**What is needed**
Exact copies are required of the lines from the line containing "Shelf audit: locate every instance of the dirt" through the final line of the listing, both included, and of no other lines.

**Given records**
^^^^^^^^

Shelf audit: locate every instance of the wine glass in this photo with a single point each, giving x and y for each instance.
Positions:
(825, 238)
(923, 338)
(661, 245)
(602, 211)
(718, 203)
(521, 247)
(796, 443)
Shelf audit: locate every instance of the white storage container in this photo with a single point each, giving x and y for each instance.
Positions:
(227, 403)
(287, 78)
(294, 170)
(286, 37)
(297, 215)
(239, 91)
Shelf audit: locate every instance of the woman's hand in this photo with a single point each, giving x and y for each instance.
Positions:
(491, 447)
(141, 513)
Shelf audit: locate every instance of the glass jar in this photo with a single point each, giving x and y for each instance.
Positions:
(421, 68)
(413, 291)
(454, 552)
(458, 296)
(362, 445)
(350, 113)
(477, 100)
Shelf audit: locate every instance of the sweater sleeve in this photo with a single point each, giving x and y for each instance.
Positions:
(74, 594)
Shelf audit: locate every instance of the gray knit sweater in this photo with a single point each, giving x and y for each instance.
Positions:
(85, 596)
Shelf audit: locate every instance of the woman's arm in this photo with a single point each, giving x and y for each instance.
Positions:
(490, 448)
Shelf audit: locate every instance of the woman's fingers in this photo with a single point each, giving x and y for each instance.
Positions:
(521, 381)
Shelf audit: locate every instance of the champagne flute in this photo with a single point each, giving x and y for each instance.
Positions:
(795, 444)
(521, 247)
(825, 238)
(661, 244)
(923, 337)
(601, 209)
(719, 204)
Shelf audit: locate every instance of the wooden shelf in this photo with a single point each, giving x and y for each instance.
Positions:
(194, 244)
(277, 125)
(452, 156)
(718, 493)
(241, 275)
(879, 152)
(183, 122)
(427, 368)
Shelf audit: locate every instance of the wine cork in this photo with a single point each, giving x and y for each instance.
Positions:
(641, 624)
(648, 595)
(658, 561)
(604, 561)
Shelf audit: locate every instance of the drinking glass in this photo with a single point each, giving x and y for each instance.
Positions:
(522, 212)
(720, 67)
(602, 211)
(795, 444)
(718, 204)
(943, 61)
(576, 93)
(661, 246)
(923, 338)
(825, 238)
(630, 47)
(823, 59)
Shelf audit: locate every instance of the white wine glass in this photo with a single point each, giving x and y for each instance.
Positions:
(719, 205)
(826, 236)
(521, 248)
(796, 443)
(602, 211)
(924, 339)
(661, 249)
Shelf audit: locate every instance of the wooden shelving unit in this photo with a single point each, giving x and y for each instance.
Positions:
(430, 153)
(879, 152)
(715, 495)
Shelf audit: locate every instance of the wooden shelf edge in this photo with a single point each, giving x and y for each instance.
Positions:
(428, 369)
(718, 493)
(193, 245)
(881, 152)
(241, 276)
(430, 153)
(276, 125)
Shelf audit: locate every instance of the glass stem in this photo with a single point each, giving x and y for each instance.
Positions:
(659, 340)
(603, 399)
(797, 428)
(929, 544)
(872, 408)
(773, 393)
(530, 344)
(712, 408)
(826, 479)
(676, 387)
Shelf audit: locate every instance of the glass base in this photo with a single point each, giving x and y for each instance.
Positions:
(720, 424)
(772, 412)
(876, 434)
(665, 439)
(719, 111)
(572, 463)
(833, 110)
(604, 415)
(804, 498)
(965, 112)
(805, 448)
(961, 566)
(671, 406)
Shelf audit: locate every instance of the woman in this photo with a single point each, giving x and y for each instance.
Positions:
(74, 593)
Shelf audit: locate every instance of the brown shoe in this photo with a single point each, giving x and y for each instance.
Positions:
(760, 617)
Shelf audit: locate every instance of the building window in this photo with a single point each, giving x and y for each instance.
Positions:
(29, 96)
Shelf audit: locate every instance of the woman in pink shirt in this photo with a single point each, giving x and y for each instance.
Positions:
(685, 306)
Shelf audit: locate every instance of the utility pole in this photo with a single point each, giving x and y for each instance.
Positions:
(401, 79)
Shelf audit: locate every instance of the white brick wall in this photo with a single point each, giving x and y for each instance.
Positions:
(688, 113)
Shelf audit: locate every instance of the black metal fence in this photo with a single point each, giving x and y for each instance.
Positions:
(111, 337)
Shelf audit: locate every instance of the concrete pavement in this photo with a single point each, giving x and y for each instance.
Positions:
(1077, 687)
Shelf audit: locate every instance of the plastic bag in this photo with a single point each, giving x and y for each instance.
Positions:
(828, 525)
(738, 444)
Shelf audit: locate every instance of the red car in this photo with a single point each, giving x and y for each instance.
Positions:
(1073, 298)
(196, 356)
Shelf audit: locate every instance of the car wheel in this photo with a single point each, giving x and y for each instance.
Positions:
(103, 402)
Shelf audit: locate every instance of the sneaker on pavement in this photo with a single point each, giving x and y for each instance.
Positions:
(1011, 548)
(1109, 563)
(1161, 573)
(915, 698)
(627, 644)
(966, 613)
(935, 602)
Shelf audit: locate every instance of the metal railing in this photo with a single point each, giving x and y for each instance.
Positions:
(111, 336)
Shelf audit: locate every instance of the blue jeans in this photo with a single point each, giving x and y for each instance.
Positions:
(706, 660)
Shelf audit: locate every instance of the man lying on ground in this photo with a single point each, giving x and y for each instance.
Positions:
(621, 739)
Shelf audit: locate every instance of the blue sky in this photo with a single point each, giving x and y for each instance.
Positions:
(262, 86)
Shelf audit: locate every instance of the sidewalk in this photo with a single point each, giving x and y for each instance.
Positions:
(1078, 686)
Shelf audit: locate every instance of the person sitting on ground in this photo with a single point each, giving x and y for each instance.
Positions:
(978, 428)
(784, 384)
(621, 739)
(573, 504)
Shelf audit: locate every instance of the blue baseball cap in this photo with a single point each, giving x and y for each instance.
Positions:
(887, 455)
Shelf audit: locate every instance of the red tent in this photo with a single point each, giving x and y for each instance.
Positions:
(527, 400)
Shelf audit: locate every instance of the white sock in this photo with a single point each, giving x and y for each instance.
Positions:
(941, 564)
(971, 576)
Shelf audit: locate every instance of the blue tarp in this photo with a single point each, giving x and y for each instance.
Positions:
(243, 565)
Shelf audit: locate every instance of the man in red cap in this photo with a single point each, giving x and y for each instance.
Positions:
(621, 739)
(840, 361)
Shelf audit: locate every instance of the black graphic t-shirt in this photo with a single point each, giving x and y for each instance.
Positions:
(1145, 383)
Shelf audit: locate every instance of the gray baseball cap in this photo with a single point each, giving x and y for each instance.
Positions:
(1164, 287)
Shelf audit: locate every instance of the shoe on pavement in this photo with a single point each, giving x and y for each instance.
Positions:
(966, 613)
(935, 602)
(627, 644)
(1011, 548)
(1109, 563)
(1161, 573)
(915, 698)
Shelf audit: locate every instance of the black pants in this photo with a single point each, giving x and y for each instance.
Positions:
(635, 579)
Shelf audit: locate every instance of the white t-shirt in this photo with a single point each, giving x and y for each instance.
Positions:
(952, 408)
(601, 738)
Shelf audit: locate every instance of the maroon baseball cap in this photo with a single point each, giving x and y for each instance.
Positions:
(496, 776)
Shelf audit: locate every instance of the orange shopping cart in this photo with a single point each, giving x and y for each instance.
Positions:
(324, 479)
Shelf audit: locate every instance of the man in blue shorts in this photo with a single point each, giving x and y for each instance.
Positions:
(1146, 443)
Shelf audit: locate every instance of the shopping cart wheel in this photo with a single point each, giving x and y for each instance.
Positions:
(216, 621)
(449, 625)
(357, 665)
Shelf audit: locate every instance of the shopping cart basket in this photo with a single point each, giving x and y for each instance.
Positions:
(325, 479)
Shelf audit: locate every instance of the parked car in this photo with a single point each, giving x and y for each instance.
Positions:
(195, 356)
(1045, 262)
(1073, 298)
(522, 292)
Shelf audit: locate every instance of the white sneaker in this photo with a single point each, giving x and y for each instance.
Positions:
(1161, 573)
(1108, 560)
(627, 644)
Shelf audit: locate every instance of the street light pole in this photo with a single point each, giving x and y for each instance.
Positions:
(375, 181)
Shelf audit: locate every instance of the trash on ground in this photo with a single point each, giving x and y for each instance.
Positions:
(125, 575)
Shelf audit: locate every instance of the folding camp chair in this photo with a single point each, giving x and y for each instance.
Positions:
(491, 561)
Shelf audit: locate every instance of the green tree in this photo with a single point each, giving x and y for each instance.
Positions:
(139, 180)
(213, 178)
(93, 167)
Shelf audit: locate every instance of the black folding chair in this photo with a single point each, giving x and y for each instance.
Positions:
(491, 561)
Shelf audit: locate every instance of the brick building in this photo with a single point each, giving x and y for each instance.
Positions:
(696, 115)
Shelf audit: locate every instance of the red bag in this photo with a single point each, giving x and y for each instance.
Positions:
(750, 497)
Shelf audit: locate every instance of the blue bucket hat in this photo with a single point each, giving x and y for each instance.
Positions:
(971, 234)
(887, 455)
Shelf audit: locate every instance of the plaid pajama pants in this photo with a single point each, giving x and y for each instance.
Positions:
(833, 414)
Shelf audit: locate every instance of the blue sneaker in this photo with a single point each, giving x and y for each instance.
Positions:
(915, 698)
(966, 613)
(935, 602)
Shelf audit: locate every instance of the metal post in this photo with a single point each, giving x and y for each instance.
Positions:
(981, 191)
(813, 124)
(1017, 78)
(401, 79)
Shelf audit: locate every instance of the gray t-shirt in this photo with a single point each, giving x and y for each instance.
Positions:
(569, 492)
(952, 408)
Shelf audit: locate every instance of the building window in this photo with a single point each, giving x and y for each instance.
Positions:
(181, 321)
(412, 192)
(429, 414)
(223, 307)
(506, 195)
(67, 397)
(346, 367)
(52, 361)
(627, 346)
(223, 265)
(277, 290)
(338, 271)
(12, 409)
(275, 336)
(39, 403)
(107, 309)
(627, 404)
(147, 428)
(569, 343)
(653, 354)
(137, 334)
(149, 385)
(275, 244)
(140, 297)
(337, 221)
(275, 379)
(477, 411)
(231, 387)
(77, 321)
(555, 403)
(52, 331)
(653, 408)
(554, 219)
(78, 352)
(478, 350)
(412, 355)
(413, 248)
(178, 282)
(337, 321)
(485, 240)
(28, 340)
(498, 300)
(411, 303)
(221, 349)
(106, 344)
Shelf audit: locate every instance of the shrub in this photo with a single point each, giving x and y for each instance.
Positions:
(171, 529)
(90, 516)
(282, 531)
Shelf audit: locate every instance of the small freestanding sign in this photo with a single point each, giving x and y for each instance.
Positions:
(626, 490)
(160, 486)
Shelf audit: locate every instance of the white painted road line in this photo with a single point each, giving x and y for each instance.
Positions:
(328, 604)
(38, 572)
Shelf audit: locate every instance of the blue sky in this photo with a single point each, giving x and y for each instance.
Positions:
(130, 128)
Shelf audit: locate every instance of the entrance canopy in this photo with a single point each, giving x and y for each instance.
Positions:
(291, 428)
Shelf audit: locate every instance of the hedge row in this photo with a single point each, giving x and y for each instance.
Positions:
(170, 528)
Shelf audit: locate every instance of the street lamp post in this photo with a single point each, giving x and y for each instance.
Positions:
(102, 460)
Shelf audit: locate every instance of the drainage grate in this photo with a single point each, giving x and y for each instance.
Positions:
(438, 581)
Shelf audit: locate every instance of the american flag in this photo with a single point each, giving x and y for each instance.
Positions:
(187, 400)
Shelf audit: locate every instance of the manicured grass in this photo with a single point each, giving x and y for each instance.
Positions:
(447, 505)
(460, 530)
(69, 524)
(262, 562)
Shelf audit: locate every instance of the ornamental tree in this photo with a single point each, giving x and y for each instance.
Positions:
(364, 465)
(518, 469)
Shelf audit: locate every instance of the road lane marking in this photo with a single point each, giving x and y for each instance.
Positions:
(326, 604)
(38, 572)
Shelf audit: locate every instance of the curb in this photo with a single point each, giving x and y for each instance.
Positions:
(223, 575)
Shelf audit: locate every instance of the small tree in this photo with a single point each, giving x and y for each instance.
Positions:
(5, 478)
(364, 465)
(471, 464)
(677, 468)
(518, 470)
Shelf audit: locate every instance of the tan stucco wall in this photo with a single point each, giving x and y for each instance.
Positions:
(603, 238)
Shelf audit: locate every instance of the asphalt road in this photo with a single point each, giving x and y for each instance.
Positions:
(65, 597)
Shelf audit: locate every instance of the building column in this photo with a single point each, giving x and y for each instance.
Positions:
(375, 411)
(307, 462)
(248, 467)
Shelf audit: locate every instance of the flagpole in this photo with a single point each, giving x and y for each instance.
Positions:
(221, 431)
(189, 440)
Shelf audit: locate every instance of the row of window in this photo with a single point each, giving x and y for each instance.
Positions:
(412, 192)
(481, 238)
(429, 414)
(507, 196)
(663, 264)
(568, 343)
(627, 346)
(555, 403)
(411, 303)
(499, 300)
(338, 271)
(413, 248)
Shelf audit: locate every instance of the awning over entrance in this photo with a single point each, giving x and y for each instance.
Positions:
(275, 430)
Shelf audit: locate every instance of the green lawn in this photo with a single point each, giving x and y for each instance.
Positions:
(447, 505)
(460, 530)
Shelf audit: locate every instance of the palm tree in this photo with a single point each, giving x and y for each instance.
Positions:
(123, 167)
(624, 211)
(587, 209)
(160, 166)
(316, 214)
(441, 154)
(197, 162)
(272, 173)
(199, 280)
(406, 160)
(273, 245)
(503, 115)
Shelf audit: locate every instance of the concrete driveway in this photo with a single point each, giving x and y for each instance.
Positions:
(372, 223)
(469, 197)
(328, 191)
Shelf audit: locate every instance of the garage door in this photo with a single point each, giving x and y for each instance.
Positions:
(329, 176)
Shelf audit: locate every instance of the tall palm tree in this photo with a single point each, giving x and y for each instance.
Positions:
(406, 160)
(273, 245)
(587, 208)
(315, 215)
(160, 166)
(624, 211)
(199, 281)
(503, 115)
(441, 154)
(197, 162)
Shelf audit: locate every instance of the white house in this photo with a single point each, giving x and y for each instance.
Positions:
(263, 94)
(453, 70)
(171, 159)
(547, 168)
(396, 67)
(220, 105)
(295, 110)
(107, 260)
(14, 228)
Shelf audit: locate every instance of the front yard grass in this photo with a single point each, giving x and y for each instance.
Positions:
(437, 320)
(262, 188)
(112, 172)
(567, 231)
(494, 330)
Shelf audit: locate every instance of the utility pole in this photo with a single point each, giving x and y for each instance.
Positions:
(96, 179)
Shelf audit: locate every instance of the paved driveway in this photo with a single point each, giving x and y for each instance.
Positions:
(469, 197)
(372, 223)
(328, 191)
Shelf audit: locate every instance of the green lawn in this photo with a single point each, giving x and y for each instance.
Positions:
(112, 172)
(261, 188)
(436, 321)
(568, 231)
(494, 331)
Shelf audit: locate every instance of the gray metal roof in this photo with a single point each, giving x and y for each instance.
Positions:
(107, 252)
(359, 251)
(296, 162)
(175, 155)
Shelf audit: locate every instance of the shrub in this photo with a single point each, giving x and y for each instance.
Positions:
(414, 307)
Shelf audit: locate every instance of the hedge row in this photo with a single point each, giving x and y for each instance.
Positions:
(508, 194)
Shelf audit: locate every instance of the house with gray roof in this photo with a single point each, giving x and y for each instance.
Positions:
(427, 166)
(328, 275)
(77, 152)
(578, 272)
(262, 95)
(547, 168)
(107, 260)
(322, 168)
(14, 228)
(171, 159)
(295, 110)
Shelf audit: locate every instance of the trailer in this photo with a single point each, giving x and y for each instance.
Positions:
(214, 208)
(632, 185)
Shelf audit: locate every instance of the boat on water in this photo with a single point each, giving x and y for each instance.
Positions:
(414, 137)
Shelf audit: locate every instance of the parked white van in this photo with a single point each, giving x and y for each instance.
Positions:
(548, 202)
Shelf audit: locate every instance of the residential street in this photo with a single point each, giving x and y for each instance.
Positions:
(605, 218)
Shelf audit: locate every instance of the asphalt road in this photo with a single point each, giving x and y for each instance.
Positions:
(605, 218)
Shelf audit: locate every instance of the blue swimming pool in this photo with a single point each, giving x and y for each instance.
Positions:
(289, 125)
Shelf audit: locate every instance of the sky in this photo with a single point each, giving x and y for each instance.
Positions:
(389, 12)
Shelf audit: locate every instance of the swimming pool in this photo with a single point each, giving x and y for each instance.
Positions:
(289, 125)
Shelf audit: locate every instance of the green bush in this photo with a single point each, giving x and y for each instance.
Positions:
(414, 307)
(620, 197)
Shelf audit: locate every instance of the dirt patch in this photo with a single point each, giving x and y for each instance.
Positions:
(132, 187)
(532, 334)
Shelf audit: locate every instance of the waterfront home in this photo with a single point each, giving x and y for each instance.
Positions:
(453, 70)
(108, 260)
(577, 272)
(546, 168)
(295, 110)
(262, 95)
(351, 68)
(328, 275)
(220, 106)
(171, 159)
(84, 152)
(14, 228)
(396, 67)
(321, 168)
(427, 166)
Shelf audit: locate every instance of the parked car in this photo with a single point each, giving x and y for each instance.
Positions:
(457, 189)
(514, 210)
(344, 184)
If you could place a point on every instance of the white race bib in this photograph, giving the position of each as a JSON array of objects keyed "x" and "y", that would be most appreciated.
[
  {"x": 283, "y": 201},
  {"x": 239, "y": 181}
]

^^^^^^^^

**Response to the task**
Shelf audit: locate every instance of the dirt patch in this photo with a single point each, giving x and y for each instance.
Positions:
(132, 187)
(532, 334)
Shelf audit: locate every instance of the waterfront home in this photo with a single point each, giving x and y for each instance.
Positions:
(453, 70)
(108, 260)
(577, 272)
(546, 168)
(295, 110)
(262, 95)
(351, 68)
(328, 275)
(220, 106)
(171, 159)
(84, 152)
(14, 228)
(396, 67)
(321, 168)
(427, 166)
Shelf audit: locate every instance of the parked car in this photo with a single point each, giving x and y for each instance.
Positions:
(457, 189)
(514, 210)
(344, 184)
If you could place a point on every instance of the white race bib in this photograph, giving the position of each as a JSON array of objects keyed "x" and "y", that would be most appreciated.
[
  {"x": 283, "y": 201},
  {"x": 239, "y": 181}
]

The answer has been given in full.